The main industry now, other than tourism, seems to be art and antique galleries and shops of which there are over 300 in the town! We have thoroughly enjoyed seeing what people have produced with such innovative ideas. 
Avignon



L'Isle-sur-la-Sorgue




We were taken with 'wellie dogs'!


Wednesday 26 April 2017

One of These Days....

One of these days we will stop more than one night in the same place, not even the beautiful town of Uzès and the fact that the free aire was at a vineyard could keep us there. What a transformation from our time in Andalucía, where we spent several days in several places.

We knew this part of the trip would be different and at some point we will slow down, but at least we are doing sensible mileages now, only 12 today south to Remoulins on the Gardon river. The reason for coming here was to visit Pont du Gard, a Roman aqueduct built about 2,000 years ago and still remarkably well preserved, much like us really. Apparently it is the most visited historical monument in France.


Rachel and I aren’t big into museums and the like, but we do enjoy scenery and impressive structures such as this. The lady, for want of a better expression, in the tourist info centre in Uzès, said that there was no way of seeing the aqueduct without paying 8.50€ per person even if we biked or walked there. We thought this was odd, so after an early lunch at the aire in Remoulins we took the (not so) scenic walk route to the aqueduct which was 3½ miles. Saw the aqueduct and walked across it completely free of charge and took the more pleasant and shorter 2 mile walk back. And no, we hadn't jumped the turnstiles! A GR & PR route crosses the lower bridge therefore it has to be free to all cyclists & walkers. All in all a very good, if tiring, day.

## Entries supplied
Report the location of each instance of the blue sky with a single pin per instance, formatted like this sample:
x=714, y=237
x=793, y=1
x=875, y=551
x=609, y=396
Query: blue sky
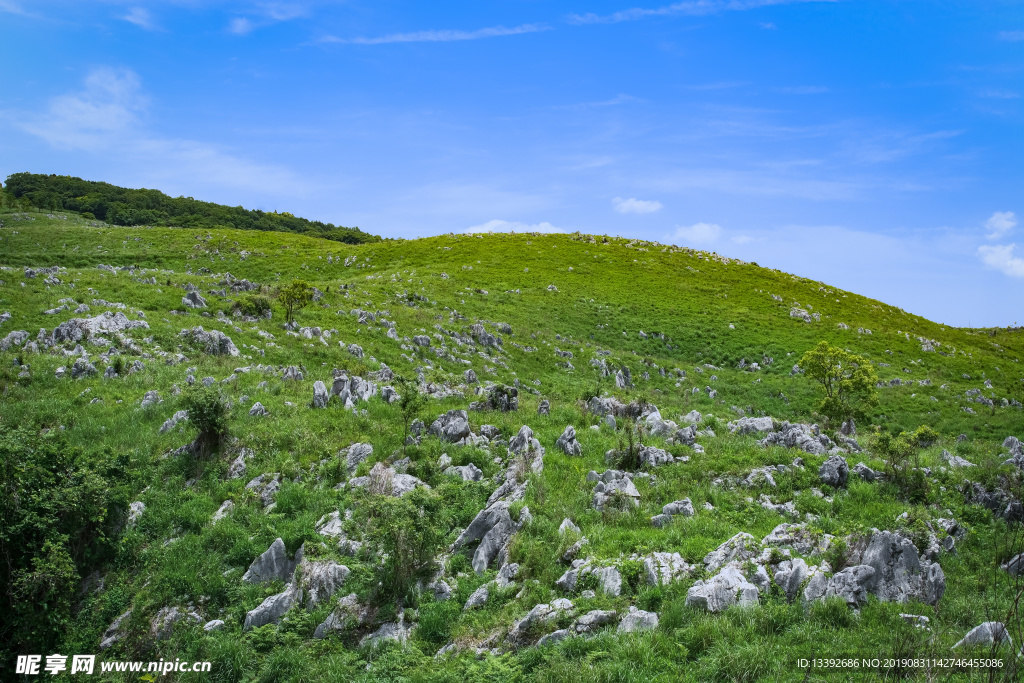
x=873, y=145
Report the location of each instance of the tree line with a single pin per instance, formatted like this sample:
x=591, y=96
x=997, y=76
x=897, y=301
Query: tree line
x=123, y=206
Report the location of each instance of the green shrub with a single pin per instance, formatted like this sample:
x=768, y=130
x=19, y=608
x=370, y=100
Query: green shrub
x=208, y=413
x=253, y=304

## What to do
Copy word for word the passage of the travel blog between "One of These Days...." and "in several places.", inclusive. The rows aren't needed here.

## Reply
One of These Days....

One of these days we will stop more than one night in the same place, not even the beautiful town of Uzès and the fact that the free aire was at a vineyard could keep us there. What a transformation from our time in Andalucía, where we spent several days in several places.